*Work to complete*
Copy out the entries verbatim from the line with "Expected behaviour: for every instance of the swim" to the line with "Expected behaviour: for every instance of the wooden", both of those lines included, and nothing else.

*Data*
/---

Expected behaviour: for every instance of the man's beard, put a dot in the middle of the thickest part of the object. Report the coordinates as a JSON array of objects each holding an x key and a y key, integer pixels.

\---
/---

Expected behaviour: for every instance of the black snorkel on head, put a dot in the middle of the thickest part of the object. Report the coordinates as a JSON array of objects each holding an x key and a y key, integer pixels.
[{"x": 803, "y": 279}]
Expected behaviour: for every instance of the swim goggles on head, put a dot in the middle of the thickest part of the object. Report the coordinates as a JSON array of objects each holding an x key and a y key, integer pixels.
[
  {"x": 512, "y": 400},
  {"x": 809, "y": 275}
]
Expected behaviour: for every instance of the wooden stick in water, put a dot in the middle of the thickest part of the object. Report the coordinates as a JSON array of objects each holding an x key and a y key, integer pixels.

\---

*Answer to the problem*
Expected behaviour: for every instance of the swim goggles on head, put a dot in the middle of the thickest part of the object. Report the coordinates as a JSON array of objects each holding an x key and a y key, integer pixels.
[
  {"x": 512, "y": 400},
  {"x": 809, "y": 275}
]
Expected behaviour: for every instance of the wooden stick in water, put a dot in the middle of the thickest part of the object. Report the coordinates as a JSON array of objects each holding an x key and a y key, integer pixels.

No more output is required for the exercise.